Work item:
Which respiratory illnesses or symptoms does the Nairobi dump article mention? List all of them.

── Excerpted text ──

Nairobi dump harming children
UN says rubbish causing dangerous levels of lead in blood and polluting city.
Last Modified: 07 Oct 2007 12:29 GMT
Dandora receives about 2,000 tonnes of Nairobi's rubbish every day [AFP]

One of Africa's largest rubbish dumps is harming the health of children living nearby and polluting the Kenyan capital Nairobi, according to a report from the UN.

The study, commissioned by the UN Environment Programme (UNEP), based in Nairobi, found that half of 328 children tested near the Dandora dump had amounts of lead in their blood exceeding internationally accepted levels.

In video

Watch Gladys Njoroge's report on the Kenyans who work in one of Africa's biggest rubbish dumps

Half the children tested were also suffering respiratory diseases, including chronic bronchitis and asthma as a result of exposure to pollutants, a statement from the UNEP said on Friday.

Located near slums in east Nairobi, the open dump receives about 2,000 tonnes of the city's rubbish daily.

Al Jazeera's Gladys Njoroge visited the site and found that while there was an inherent health risk for those living near it, Dandora also provided a valuable, if precarious, lifeline for many residents.

Source of income

Rorechi Achieng and her brother collect plastic bags from the dump. They wash them in the polluted river. And work at least eleven hours a day.

The 16-year-old Rorechi uses tiny specs of soap from discarded wrappers to clean plastic bags which she then sells.
It is already having an impact on her health. She says she has developed a cough since she began working on the dump 18 months ago.
Rorechi is not the only one trying to make a living out of the garbage dump.

For many of the residents here, it is their only source of income. But the health hazard is not only limited in one area, it flows further downstream with the Nairobi river.
A nearby clinic has treated more than 27,000 people for breathing problems in the last three years and UN researchers say they found high levels of lead in the blood of children here.

───
── Material provided ──

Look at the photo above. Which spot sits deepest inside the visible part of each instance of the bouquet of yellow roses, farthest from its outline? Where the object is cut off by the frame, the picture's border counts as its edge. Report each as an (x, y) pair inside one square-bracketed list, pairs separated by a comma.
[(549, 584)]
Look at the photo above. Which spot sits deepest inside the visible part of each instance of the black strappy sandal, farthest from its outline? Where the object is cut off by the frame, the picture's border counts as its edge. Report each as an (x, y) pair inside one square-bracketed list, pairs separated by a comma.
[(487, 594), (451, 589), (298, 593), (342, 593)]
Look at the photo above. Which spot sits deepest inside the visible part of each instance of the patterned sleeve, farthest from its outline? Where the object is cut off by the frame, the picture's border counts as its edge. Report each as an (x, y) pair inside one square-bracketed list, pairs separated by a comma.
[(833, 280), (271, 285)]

───

Result:
- Respiratory diseases
- Chronic bronchitis
- Asthma
- Cough
- Breathing problems